■ EXERCISE DESCRIPTION
From the mailing-list reply about a server that keeps crashing, extract everything from "If you want" down to "some errors logged.", word for word.
# Start of SELECTED PASSAGE
Jeremy Domingue wrote:
>
> Okay, well, the whole reason I'm trying to lower the usage of cron (or
> should I say, the processes it runs) is because I thought that the load on
> the machine may have been what has been crashing it over the past couple of
> months. I've been having a looooooooooooooong running problem of the server
> crashing every 5 days or so, now I'm down to about every 1-2 days the dang
> thing crashes. No matter what I do it will not stay up, and the problem
> continues to get worse.
If you want to test if the load is what crashes it, just start
whatever program you can until you fill both the ram and the swap
(try a loop, or a big "make -j", netscapes). This _may_ actually
crash it, but I think you'll get some errors logged.
# End of SELECTED PASSAGE
# Start of DATASET ROWS
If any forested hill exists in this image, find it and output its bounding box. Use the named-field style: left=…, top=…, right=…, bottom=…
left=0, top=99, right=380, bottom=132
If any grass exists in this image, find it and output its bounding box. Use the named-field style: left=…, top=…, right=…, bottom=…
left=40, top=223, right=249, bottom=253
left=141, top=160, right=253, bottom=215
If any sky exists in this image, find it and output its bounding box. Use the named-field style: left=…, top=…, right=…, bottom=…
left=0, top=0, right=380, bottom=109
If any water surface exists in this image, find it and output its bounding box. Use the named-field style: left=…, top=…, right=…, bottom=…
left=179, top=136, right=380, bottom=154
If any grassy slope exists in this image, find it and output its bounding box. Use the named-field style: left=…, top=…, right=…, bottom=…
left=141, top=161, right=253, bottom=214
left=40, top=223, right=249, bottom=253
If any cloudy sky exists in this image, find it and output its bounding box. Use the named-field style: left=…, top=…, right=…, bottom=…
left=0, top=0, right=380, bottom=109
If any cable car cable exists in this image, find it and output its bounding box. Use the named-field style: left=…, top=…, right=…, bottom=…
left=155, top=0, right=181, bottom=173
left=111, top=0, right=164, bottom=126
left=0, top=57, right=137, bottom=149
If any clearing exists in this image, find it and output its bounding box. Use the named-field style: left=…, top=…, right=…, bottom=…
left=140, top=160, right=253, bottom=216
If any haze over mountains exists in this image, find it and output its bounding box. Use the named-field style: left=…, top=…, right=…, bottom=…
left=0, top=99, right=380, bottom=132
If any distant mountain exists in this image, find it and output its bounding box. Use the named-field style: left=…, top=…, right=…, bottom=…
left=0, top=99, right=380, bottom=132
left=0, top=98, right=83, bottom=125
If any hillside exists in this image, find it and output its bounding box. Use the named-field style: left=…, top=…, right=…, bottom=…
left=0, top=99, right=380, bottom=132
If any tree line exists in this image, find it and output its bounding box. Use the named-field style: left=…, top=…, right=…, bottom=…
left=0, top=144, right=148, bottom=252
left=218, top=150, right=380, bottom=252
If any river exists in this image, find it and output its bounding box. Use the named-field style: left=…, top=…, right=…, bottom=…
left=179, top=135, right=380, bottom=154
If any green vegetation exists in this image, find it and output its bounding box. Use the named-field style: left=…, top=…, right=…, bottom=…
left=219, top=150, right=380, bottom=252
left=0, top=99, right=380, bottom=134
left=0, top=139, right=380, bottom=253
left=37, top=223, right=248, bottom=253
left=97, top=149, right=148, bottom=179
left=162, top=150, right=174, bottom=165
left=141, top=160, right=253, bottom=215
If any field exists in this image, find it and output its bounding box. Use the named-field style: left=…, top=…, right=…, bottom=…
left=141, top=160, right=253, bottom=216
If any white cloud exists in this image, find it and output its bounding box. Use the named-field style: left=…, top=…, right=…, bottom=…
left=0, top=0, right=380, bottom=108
# End of DATASET ROWS
# Start of DATASET ROWS
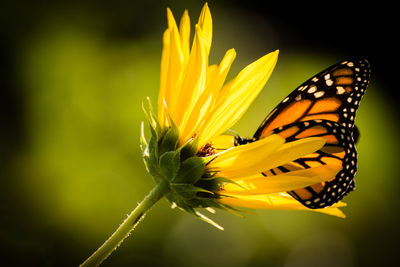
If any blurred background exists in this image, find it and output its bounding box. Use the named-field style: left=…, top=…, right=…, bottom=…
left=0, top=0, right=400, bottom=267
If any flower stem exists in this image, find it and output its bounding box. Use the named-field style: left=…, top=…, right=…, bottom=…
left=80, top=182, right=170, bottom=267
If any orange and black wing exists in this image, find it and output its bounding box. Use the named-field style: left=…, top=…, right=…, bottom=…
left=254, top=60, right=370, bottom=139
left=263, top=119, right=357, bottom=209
# End of DATASET ROWS
# Start of DATASET ROWS
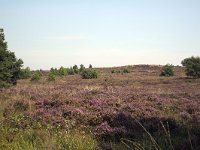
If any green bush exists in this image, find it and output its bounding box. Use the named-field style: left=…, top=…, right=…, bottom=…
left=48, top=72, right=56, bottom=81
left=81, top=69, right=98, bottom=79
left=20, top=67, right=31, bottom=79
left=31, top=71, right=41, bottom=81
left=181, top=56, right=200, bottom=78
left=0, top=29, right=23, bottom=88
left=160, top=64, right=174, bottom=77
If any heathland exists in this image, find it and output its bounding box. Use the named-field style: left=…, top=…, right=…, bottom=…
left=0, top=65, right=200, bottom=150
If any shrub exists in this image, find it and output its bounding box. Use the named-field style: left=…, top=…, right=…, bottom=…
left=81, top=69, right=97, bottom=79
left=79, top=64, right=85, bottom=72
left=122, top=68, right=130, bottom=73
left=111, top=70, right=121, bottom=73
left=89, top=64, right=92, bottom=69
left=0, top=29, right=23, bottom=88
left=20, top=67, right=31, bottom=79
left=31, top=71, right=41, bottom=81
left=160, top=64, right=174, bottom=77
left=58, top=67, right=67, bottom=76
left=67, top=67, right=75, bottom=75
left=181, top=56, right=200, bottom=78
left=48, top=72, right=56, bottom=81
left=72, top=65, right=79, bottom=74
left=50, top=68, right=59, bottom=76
# End of DATASET ROWS
■ RESULT OF THIS TASK
If you want to test if the load is what crashes it, just start
whatever program you can until you fill both the ram and the swap
(try a loop, or a big "make -j", netscapes). This _may_ actually
crash it, but I think you'll get some errors logged.